WRITTEN INSTRUCTION> Please locate every line in the listing below that contains the word "wood" and copy each one out. Case counts.

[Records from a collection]

____

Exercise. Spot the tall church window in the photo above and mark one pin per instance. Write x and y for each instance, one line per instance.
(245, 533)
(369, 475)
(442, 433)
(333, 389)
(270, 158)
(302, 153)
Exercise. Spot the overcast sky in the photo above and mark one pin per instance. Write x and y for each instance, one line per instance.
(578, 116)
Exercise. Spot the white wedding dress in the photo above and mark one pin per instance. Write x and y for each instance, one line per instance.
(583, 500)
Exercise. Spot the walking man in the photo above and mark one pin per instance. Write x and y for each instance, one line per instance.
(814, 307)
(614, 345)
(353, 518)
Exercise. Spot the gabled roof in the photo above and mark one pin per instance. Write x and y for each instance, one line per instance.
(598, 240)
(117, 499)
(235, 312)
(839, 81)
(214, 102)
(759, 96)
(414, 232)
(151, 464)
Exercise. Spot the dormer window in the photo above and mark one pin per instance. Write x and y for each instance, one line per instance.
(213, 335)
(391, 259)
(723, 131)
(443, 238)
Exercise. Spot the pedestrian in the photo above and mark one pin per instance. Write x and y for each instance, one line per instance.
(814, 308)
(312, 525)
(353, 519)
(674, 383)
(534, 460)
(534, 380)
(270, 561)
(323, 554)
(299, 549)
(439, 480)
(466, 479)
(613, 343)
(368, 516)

____

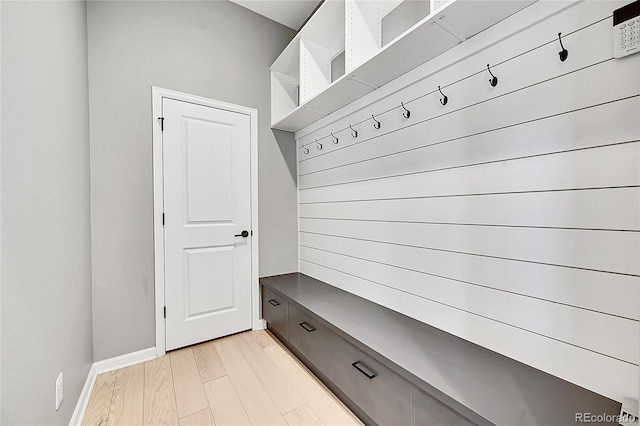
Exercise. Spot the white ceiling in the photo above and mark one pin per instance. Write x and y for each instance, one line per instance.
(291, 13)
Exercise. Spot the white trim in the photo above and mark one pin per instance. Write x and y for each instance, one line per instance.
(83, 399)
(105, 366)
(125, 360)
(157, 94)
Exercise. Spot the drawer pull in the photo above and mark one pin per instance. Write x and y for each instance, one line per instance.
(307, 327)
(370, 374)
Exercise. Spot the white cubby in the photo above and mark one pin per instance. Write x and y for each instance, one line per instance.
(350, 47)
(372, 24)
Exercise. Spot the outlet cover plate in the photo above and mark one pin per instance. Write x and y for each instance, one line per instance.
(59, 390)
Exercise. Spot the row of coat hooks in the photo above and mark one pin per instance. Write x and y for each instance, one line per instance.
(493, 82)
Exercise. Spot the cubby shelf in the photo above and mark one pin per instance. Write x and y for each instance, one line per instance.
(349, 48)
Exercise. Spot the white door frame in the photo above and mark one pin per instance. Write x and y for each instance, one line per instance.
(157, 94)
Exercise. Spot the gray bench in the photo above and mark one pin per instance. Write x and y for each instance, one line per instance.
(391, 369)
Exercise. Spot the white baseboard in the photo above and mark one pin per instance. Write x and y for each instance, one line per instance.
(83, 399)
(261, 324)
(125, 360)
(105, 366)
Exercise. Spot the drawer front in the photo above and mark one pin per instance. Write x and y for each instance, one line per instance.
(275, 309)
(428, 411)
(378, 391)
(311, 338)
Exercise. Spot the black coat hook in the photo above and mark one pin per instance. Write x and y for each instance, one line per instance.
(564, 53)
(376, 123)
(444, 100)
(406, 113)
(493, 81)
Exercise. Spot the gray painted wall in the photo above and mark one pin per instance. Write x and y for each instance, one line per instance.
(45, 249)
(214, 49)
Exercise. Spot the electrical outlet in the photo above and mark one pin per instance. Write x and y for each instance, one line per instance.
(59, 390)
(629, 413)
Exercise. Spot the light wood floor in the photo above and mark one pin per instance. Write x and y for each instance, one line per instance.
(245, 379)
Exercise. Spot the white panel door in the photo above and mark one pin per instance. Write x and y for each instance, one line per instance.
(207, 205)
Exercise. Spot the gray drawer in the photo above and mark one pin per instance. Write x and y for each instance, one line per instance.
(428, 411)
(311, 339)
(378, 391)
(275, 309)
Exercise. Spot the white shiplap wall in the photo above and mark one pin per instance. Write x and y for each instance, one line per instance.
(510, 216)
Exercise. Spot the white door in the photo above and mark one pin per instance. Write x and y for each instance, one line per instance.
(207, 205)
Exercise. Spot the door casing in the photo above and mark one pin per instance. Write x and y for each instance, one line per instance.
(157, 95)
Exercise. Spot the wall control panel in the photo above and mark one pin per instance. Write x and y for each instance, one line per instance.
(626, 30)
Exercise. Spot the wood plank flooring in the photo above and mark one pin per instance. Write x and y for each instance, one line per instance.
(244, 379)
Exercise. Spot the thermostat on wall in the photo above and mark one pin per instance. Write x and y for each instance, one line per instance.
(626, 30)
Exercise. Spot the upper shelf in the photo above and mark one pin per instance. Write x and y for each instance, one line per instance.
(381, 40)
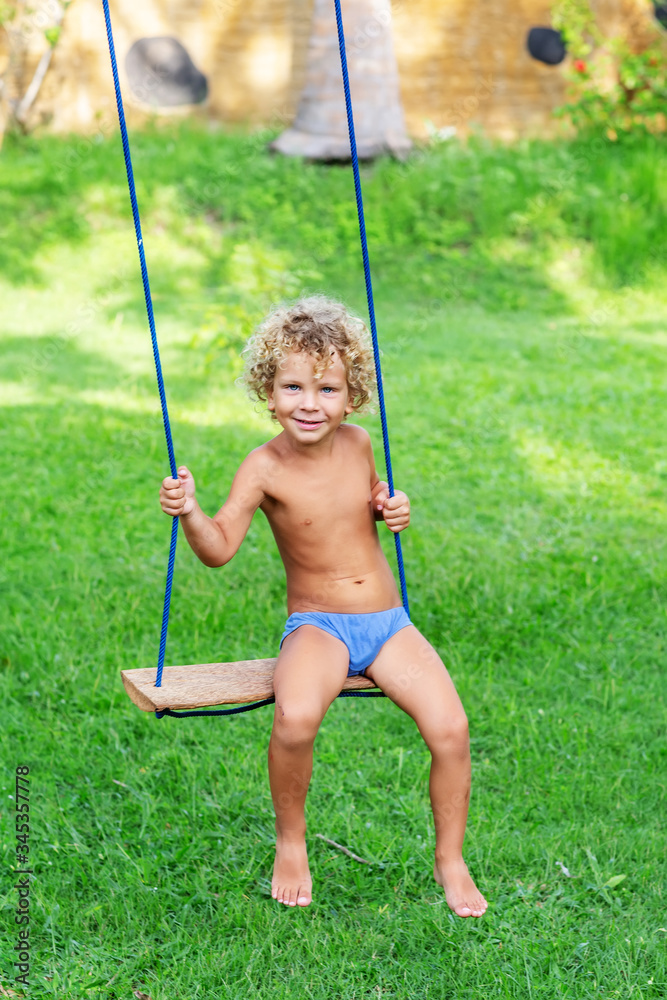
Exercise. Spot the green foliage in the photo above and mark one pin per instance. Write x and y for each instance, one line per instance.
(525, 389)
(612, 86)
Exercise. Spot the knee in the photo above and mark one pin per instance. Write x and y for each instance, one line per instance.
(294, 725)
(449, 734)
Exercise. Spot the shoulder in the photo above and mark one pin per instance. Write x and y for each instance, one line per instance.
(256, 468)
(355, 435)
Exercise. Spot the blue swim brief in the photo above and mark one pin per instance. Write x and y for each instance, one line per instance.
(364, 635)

____

FULL RESPONSE>
Exercise. Spot the light wood floor in the photo above and mark one pin per instance. Write x and y for each instance, one line per instance.
Exercise. Spot the wood plank flooring in the photo above and mark one pin per instance. Write x and y for each instance, one line per instance.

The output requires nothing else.